Work to complete — Using only the lines of the listing below that run from the one containing "the vanity countertop?" through the one containing "[0,0,356,336]", inclusive, rewrite them as a numbered list with any blank lines omitted.

Listed entries —
○ ○ ○ ○ ○ ○ ○
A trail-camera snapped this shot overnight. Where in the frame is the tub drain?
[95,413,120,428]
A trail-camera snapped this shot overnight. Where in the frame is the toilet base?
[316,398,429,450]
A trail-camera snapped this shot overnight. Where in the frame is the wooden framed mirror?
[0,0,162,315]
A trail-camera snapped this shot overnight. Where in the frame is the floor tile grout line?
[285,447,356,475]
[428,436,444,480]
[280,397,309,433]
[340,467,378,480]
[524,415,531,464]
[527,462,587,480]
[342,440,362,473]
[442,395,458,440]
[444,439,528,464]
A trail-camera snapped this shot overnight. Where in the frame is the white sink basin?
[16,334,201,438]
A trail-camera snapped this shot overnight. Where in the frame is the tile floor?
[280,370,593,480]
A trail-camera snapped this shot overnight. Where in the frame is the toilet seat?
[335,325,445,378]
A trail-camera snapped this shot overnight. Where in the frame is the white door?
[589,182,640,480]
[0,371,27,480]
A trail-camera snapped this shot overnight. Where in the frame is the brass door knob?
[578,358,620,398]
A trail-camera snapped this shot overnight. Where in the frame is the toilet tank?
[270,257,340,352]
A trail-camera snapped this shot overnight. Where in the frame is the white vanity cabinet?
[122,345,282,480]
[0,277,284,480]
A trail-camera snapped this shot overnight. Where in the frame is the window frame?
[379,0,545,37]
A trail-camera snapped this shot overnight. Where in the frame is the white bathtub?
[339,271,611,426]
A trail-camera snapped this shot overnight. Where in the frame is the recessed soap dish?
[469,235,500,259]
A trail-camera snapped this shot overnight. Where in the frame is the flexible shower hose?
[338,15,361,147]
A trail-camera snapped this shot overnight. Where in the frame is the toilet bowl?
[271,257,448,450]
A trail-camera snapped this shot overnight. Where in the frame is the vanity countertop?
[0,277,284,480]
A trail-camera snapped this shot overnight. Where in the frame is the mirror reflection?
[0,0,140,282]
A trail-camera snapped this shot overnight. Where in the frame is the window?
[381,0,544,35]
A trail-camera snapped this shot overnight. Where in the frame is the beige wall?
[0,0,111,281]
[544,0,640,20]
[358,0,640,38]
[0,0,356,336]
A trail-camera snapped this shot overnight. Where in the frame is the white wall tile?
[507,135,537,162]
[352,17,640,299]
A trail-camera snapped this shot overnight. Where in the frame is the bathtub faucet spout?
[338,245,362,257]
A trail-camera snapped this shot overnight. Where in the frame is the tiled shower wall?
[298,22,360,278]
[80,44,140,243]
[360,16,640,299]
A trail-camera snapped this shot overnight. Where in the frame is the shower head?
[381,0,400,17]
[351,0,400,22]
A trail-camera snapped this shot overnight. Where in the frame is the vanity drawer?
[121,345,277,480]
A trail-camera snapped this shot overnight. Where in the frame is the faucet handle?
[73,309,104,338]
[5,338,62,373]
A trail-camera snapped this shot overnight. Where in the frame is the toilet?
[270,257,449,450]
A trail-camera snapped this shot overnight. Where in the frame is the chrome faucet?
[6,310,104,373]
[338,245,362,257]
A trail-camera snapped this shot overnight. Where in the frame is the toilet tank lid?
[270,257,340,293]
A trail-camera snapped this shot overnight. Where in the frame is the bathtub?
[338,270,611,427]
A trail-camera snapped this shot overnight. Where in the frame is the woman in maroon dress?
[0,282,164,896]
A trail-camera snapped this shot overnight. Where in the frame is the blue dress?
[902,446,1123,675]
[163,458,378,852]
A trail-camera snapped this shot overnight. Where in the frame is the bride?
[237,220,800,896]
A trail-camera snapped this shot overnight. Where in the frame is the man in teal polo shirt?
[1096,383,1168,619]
○ ○ ○ ○ ○ ○ ○
Output for this task —
1. A trail-camera snapped this shot overnight. Where in the frame is the vanity countertop?
2. [0,277,284,480]
3. A trail-camera snapped this shot overnight. Where in the frame is the mirror reflection?
4. [0,0,140,282]
5. A trail-camera snapped this shot overnight. Where in the frame is the window?
6. [381,0,544,35]
7. A trail-camera snapped this shot overnight. Where in the frame is the beige wall?
8. [0,0,111,281]
9. [544,0,640,20]
10. [358,0,640,38]
11. [0,0,356,336]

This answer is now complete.